Start

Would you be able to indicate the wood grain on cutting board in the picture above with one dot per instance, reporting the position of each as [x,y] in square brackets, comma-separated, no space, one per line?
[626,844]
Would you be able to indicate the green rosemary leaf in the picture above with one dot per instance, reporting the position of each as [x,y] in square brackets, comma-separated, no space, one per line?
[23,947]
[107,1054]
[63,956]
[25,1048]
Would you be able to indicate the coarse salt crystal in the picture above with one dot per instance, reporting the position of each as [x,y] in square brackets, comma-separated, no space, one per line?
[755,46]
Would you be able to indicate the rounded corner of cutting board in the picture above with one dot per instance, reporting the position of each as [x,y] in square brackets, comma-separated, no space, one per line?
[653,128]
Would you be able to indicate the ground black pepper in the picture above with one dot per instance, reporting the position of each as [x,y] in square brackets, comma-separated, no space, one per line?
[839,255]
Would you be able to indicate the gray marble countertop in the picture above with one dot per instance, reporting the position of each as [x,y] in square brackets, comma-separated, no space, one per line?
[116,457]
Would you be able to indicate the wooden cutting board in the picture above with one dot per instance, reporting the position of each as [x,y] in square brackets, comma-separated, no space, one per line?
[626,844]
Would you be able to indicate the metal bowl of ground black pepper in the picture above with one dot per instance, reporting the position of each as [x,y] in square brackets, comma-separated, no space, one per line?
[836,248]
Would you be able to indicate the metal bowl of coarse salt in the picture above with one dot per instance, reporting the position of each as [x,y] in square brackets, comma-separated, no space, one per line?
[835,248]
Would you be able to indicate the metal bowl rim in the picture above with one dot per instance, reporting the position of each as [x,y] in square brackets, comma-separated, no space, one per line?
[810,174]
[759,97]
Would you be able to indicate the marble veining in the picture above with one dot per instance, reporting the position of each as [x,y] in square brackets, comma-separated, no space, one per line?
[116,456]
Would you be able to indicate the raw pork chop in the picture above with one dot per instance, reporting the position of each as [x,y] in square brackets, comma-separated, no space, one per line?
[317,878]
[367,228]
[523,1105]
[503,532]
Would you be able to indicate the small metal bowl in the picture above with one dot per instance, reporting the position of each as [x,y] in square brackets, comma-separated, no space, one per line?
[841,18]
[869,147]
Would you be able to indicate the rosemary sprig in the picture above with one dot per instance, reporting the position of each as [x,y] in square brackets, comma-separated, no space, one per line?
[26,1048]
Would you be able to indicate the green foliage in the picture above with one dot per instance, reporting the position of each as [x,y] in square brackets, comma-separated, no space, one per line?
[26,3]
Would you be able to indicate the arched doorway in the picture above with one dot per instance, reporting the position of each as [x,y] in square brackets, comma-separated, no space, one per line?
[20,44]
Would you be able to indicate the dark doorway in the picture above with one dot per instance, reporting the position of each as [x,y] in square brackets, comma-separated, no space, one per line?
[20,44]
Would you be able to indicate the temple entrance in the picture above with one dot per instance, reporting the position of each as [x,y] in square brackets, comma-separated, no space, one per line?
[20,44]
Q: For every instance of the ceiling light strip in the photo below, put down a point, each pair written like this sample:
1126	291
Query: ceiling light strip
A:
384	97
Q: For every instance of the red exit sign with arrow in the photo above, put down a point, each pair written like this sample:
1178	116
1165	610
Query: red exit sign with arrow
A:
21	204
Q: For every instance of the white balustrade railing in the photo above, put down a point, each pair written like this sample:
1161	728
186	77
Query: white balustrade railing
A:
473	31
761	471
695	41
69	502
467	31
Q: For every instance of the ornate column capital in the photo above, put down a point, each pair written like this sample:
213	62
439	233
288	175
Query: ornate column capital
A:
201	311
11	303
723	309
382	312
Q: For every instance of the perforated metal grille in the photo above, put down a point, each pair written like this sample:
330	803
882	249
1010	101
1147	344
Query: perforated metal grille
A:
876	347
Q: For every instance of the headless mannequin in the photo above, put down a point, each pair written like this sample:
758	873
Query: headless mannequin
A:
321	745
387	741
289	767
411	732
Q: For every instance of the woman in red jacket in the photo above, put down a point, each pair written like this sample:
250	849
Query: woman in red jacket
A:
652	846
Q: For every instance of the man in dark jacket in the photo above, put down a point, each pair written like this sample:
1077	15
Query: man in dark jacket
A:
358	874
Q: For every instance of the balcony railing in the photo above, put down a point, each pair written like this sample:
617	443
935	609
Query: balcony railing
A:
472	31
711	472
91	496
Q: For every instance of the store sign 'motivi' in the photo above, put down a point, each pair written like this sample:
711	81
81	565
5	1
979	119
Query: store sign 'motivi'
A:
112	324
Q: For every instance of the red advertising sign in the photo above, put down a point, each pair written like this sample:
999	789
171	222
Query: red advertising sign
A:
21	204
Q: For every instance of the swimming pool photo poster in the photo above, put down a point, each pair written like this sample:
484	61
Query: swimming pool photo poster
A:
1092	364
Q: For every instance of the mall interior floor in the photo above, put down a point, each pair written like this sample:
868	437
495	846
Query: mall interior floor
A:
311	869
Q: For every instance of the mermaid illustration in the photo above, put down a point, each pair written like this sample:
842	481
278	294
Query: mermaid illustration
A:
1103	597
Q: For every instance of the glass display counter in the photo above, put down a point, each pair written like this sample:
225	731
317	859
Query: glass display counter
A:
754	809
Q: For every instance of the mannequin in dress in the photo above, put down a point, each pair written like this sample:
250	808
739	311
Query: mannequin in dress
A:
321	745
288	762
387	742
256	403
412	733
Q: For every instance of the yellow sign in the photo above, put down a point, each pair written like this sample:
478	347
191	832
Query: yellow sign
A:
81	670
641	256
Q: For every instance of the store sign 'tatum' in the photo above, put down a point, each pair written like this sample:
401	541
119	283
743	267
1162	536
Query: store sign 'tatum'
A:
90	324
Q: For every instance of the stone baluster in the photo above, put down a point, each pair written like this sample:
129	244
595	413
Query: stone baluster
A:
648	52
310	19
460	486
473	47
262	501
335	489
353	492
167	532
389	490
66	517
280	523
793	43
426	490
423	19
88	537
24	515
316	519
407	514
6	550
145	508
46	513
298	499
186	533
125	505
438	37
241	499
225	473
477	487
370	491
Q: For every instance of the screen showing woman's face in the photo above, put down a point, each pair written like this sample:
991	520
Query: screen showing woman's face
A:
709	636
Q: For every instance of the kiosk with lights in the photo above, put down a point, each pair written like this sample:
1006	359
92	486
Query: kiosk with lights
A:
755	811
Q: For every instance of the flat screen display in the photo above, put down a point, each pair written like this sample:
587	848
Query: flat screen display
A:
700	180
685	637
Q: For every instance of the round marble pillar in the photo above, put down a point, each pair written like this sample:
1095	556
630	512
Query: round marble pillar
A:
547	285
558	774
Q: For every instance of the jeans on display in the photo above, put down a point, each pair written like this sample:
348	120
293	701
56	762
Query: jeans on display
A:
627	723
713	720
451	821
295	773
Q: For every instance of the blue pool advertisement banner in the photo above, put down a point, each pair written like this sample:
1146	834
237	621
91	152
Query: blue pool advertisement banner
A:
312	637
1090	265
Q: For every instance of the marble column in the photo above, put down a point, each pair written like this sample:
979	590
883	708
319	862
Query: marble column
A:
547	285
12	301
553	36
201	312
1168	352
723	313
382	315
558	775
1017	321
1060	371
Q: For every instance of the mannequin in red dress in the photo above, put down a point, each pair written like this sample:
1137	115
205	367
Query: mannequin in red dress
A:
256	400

End

● TASK
Retype the material in full, character for character.

● THE OUTPUT
Would you be able to indicate the wood grain on cutting board in the picture above with one dot per instance, reporting the position of each as [x,y] in square brackets, comma-separated, no space, one per line?
[626,844]
Would you be able to indicate the green rosemary leaf in the picture above with one dot per instance, reporting the position of each as [x,y] in square brackets, comma-separated, no space, one per line?
[23,947]
[107,1054]
[63,956]
[25,1048]
Would you be able to indicate the coarse salt crystal in the picture above with one dot per instance, reporting the position of each as [x,y] in square brackets, comma-separated, no space, one per line?
[755,46]
Would you be able to indicate the rounded corner of cutting board in the picture above with one dot per instance, reporting the position of each as [x,y] in square brackets, comma-separated, no space, one per line?
[653,128]
Would you be able to indicate the ground black pepper in the picture above with one dot per instance, reporting the position of each as [x,y] in square brackets, comma-separated, no space, one per line?
[839,255]
Would you be able to indicate the gray marble countertop in the picture above with one dot per instance, reporting the position of each as [x,y] in square brackets, comma-separated, no space, one per line?
[116,457]
Would you be able to indicate the wooden cutting board in the picture above with one dot per instance, reporting the position of each as [x,y] in square brackets, comma-separated, no space, one per line?
[626,844]
Would you be able to indicate the metal bowl of ground black pepper in the picture above with one dot per instance, reporting the position of each as [x,y] in square brackets, comma-separated, no space, one per line?
[836,248]
Would you be able to indicate the metal bowl of coarse salt in the picture above with one dot per instance, reporting the position of each as [x,y] in square brackets, comma-separated, no space, one per line?
[835,248]
Would you be able to indicate the metal bowl rim in the picture above with one dot per instance, reporting the position of each as [x,y] in square brackets, comma-separated, no space, one per line?
[810,174]
[759,97]
Would you be able to indicate the marble veining in the picture above with one dot per instance, reporting the position of each as [x,y] in square brackets, comma-separated, no space, one per line?
[116,456]
Would you be able to indicate the raw pork chop in the picture above with one dot per instance, reporting the position of each as [x,y] in square brackets, comma-separated, no space, one per line?
[317,878]
[367,228]
[523,1105]
[503,532]
Would you be able to indicate the small metal bowl in the picture above with one dot per instance, reporting the position of each as [x,y] in square brackets, comma-separated, no space, one per line?
[841,18]
[869,147]
Would you be able to indicate the rosemary sprig in the picture above with one dot per instance, reporting the position of each as [x,y] in square brackets, comma-separated, no space, one per line?
[26,1048]
Would you be able to indicate the green foliage in the picture above with one dot per instance, reporting the position of each as [x,y] in square brackets, comma-separated, no space, one per line?
[26,3]
Would you be able to indicate the arched doorway in the picture above with one dot per instance, reporting the position of each as [x,y] in square brackets, comma-separated, no space, one per line?
[20,44]
Would you be able to indicate the dark doorway in the picture above with one dot per instance, reporting the position of each as [x,y] in square brackets, comma-separated, no space, one per line?
[20,44]
Would you be able to indicate the temple entrance in the picture above with one dot per instance, reporting the position of each as [x,y] in square brackets, comma-separated, no space, one per line?
[20,44]
Q: For every instance of the ceiling light strip in the photo below, put down a point, each pair written like this sample:
1126	291
Query: ceiling light strip
A:
384	97
Q: For every instance of the red exit sign with arrow in the photo above, put down a point, each pair written like this sample:
1178	116
1165	610
Query: red exit sign with arrow
A:
21	204
Q: For every instance of the white balustrade railing in the photo above, put down a point, each pair written like this sample:
1161	728
186	77
Query: white balustrade railing
A:
473	31
761	471
695	41
69	502
467	31
Q: For every instance of the ornate column capital in the photo above, put down a point, each pair written like this sample:
213	62
439	233
288	175
Query: ornate column capital
A:
201	311
11	303
723	309
382	312
Q: For every instance of the perforated metal grille in the photo above, put down a point, each pair written like this sample:
330	803
882	249
1010	101
1147	344
Query: perforated metal grille
A:
876	347
Q: For every instance of the headless mannequin in the photo above, put down a point, each pair written like this sample:
758	873
Query: headless mannequin
A:
321	745
387	741
289	767
411	732
Q: For every instance of the woman in red jacket in the photo above, put down a point, each pair written like this sample:
250	849
Query: woman in red jacket
A:
652	846
Q: For every instance of the man in dark jacket in the photo above, put down a point, each pair written like this sample:
1077	15
Query: man in dark jacket
A:
358	874
Q: For every instance of the balcony railing in the photo above, put down a point, each pair written like this sample:
617	443
935	609
Query: balcony railing
A:
472	31
711	472
91	496
Q: For every instance of the store sign 'motivi' in the photo above, put down a point, each pair written like this sample:
711	81
81	565
5	1
979	119
Query: store sign 'motivi'
A:
112	324
Q: For every instance of the red advertising sign in the photo above, put down a point, each pair written like this sample:
999	789
171	222
Query: red advertising sign
A:
21	204
Q: For every instance of the swimming pool photo poster in the photo above, put down a point, each pair written like this sample:
484	61
Query: swimming pool photo poster
A:
1092	364
Q: For every instance of the mall interior floor in the photo above, put down a point, each pair written like this sample:
868	437
495	846
Query: mall interior floor
A:
311	869
Q: For every instance of the mermaid illustration in the photo above, put down a point, each pair written like this sample:
842	481
278	294
Query: mermaid illustration
A:
1103	597
Q: For every instance of the glass display counter in the photo above, put down a point, each pair written like this sample:
225	731
317	859
Query: glass display counter
A:
754	809
Q: For every instance of the mannequin in dress in the photo above, put down a point, each pair written like this sample:
250	808
739	311
Query: mannequin in dress
A:
321	745
288	762
387	742
256	403
412	733
Q: For every instance of the yellow sign in the photo above, put down a point, each pair written like this sample:
478	347
191	832
Query: yellow sign
A:
81	670
641	256
Q: For every instance of the store sign 'tatum' in the photo above, put down a point, each pair written like this sample:
401	541
119	283
743	267
1162	536
Query: store sign 'tatum'
A:
90	324
Q: For every instance of the stone baluster in the photo above, put down a point, each pair written like this sample:
129	244
595	413
Query: stone baluster
A:
648	52
310	19
460	486
473	47
262	501
335	489
353	492
167	532
389	490
66	517
280	523
793	43
426	490
423	19
88	537
24	515
316	519
407	514
6	550
145	508
46	513
298	499
186	533
125	505
438	37
241	499
225	473
477	487
370	491
Q: For every instance of the screen showing woman's face in the photo above, put down a point, each pair written like this sample:
991	520
Query: screen showing woman's face
A:
709	636
Q: For every instance of the kiosk with lights in the photo above, put down a point, each pair written like this sample:
1006	359
92	486
Query: kiosk with lights
A:
755	811
Q: For every instance of the flat screen display in the photo above, put down a point, each pair written like this sample:
587	848
Query: flat screen display
A:
700	180
685	637
Q: For every instance of the round marble pillar in the photo above, put down a point, each pair written like this sample:
1095	556
630	512
Query: round marble pillar
A:
547	285
558	774
Q: For every instance of the jeans on display in the photo above, put down a point, each pair written like this sample:
348	120
293	701
56	762
Query: jeans on display
A:
627	723
713	720
451	821
295	773
Q: For every instance of the blue pool advertisement banner in the photo above, put down a point, each pair written like this sample:
1146	834
237	621
91	152
Query: blue pool advertisement banner
A:
312	637
1090	265
Q: For every instance of the marble column in the photo above, put down a point, each pair written like this sample:
979	590
883	708
319	862
Query: marble column
A:
547	285
12	301
553	36
201	312
1168	352
723	313
382	315
558	775
1017	321
1060	371
Q: For every instance of the mannequin in red dress in the photo above, put down a point, each pair written like this sample:
1137	115
205	367
Query: mannequin in red dress
A:
256	400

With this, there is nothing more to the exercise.